• Document segment
'''

* [PATCH v1] scsi: storvsc: Parameterize nr_hw_queues
@ 2021-02-02 20:25 Melanie Plageman
2021-02-03 0:50 ` Michael Kelley
0 siblings, 1 reply; 4+ messages in thread
From: Melanie Plageman @ 2021-02-02 20:25 UTC (permalink / raw)
To: linux-hyperv
[-- Attachment #1: Type: text/plain, Size: 4926 bytes --]
Proposed patch attached.
While doing some performance tuning of various block device parameters
on Azure to optimize database workloads, we found that reducing the
number of hardware queues (nr_hw_queues used in the block-mq layer and
by storvsc) improved performance of short queue depth writes, like
database journaling.
The Azure premium disks we were testing on often had around 2-3ms
latency for a single small write. Given the IOPS and bandwidth
provisioned on your typical Azure VM paired with an Azure premium disk,
we found that decreasing the LUN queue_depth substantially from the
default (default is 2048) was often required to get reasonable IOPS out
of a small sequential synchronous write with a queue_depth of 1. In our
investigation, the high default queue_depth resulted in such a large
number of outstanding requests against the device that a journaling
write incurred very high latency, slowing overall database performance.
However, even with tuning these defaults (including
/sys/block/sdX/queue/nr_requests), we still incurred high latency,
especially on machines with high core counts, as the number of hardware
queues, nr_hw_queues, is set to be the number of CPUs in storvsc.
nr_hw_queues is, in turn, used to calculate the number of tags available
on the block device, meaning that we still ended up with deeper queues
than intended when requests were submitted to more than one hardware
queue.
We calculated the optimal block device settings, including our intended
queue depth, to utilize as much of provisioned bandwidth as possible
while still getting a reasonable number of IOPS from low queue depth
sequential IO and random IO, but, without parameterizing the number of
hardware queues, we weren't able to fully control this queue_depth.
Attached is a patch which adds a module param to control nr_hw_queues.
The default is the current value (number of CPUs), so it should have no
impact on users who do not set the param.

'''

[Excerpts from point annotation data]
'''

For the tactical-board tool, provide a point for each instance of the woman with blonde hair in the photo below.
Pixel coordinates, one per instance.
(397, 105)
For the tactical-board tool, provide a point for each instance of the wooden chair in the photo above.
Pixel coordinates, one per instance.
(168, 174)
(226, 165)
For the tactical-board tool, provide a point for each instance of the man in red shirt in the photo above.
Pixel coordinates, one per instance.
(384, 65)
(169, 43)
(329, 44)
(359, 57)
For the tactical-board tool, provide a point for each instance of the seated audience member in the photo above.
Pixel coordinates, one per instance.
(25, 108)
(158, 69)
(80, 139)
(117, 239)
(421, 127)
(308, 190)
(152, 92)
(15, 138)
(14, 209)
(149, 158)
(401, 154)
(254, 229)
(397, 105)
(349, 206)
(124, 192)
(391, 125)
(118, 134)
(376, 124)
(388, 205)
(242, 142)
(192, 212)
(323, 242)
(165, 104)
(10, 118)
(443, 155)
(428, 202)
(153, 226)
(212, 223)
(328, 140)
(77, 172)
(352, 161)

'''

Repeat the part of the storvsc patch message starting with "However, even with" and going on through "to control nr_hw_queues.".

However, even with tuning these defaults (including
/sys/block/sdX/queue/nr_requests), we still incurred high latency,
especially on machines with high core counts, as the number of hardware
queues, nr_hw_queues, is set to be the number of CPUs in storvsc.
nr_hw_queues is, in turn, used to calculate the number of tags available
on the block device, meaning that we still ended up with deeper queues
than intended when requests were submitted to more than one hardware
queue.
We calculated the optimal block device settings, including our intended
queue depth, to utilize as much of provisioned bandwidth as possible
while still getting a reasonable number of IOPS from low queue depth
sequential IO and random IO, but, without parameterizing the number of
hardware queues, we weren't able to fully control this queue_depth.
Attached is a patch which adds a module param to control nr_hw_queues.